**MATERIAL SHOWN:**

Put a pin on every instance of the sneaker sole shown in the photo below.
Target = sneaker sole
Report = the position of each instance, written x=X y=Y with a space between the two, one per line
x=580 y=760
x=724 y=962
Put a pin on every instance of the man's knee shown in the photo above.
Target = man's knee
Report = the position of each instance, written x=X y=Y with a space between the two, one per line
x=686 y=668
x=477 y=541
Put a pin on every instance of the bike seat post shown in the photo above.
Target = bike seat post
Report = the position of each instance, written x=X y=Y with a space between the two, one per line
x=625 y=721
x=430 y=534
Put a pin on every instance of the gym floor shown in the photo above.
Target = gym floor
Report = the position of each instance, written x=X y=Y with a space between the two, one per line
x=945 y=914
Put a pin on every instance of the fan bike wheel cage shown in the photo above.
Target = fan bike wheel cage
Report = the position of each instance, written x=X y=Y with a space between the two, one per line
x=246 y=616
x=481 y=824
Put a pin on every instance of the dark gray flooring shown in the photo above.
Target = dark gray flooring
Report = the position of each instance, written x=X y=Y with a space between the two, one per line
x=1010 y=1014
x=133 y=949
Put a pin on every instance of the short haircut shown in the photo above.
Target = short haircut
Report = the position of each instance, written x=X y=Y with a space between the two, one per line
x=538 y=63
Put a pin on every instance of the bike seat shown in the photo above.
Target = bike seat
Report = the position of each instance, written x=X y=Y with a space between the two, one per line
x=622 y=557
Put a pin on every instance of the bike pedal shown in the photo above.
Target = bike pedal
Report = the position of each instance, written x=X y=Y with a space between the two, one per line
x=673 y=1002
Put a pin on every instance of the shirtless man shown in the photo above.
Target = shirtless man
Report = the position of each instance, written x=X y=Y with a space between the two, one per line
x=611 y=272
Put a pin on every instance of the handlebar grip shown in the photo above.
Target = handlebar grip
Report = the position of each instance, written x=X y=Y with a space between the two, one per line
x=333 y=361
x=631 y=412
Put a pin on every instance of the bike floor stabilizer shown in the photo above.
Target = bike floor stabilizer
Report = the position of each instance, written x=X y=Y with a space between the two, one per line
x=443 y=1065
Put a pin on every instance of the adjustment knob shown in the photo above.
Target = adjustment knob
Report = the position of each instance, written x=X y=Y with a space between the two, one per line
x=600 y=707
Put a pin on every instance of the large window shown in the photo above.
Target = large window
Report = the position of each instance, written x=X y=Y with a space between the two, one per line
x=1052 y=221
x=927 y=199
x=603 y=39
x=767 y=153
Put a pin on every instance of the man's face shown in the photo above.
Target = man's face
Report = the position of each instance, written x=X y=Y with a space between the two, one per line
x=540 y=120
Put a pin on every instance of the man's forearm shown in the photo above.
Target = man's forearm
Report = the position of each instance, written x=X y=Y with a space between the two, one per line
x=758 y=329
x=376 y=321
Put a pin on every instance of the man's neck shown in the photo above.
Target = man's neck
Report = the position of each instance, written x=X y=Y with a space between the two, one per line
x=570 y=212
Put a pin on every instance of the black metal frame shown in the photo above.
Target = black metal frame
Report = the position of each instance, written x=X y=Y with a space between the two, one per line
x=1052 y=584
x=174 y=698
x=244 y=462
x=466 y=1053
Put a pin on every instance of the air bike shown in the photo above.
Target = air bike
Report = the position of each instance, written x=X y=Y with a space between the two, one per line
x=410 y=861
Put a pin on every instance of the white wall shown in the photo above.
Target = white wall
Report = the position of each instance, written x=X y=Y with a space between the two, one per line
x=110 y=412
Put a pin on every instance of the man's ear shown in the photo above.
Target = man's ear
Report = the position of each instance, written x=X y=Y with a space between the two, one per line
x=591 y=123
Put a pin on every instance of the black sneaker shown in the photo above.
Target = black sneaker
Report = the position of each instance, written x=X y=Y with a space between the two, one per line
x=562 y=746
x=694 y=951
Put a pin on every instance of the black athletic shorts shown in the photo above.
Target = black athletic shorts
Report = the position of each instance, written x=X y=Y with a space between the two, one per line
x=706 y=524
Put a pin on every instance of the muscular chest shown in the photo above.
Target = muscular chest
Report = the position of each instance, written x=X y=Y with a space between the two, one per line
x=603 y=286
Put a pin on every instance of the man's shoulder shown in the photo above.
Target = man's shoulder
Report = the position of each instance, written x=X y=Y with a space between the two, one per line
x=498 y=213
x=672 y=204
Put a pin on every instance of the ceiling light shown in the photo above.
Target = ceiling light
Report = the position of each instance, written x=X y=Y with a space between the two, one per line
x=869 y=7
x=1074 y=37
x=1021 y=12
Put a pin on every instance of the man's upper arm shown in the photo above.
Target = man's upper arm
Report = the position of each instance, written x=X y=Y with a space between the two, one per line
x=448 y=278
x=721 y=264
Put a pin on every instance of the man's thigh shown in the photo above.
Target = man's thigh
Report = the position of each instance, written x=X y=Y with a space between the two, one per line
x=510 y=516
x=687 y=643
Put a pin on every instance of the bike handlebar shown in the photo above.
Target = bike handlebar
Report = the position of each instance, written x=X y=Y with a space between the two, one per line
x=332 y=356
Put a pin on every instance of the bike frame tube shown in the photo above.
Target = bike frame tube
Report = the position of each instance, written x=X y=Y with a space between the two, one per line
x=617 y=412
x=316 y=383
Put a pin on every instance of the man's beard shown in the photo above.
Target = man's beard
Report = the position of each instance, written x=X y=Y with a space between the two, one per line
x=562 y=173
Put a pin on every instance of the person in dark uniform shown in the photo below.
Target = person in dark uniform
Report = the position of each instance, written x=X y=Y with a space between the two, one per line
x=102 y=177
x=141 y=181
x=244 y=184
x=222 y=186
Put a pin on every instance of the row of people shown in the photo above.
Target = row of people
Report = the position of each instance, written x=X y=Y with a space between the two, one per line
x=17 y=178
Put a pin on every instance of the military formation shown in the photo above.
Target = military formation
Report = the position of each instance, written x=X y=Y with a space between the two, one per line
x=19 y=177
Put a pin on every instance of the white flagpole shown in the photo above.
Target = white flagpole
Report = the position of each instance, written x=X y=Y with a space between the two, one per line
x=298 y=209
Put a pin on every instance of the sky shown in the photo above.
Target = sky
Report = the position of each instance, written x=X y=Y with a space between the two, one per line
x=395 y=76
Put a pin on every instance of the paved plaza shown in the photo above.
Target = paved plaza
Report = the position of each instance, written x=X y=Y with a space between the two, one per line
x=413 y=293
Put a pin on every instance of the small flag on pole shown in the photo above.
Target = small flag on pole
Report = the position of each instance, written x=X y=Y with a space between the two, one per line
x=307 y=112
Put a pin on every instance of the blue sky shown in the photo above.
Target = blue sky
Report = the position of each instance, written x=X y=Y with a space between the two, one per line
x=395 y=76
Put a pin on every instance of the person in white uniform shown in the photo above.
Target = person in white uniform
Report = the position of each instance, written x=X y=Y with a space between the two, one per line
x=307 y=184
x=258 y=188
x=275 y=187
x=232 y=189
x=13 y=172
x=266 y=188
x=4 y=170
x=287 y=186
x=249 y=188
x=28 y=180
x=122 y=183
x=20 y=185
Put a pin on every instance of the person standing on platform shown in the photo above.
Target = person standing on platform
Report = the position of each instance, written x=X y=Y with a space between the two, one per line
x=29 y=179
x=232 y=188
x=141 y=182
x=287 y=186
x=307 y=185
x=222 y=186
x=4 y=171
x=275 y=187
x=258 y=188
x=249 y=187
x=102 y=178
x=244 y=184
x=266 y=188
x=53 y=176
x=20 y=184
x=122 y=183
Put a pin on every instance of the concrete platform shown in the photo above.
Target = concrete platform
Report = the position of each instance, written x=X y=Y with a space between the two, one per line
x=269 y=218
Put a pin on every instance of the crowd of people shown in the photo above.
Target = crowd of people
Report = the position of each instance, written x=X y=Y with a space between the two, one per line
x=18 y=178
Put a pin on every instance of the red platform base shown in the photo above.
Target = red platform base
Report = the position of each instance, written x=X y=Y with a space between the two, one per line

**EXERCISE AIM:** Looking back over the data above, restate word for word the lines that begin at the line with "Put a pin on every instance of the row" and end at the line with "Target = sky", inclusive.

**RESPONSE TO THE TASK:**
Put a pin on every instance of the row of people shown in the photo above.
Target = row of people
Report = the position of each instance, written x=X y=Y with a space between the two, one per line
x=17 y=178
Put a pin on every instance of the military formation shown in the photo above.
Target = military formation
Report = the position of each instance, written x=X y=Y with a space between the two, one per line
x=19 y=177
Put a pin on every instance of the white flagpole shown in the photo above.
Target = white flagpole
Report = the position of each instance, written x=X y=Y with a space between the two, one per line
x=298 y=209
Put a pin on every instance of the sky shown in the photo above.
Target = sky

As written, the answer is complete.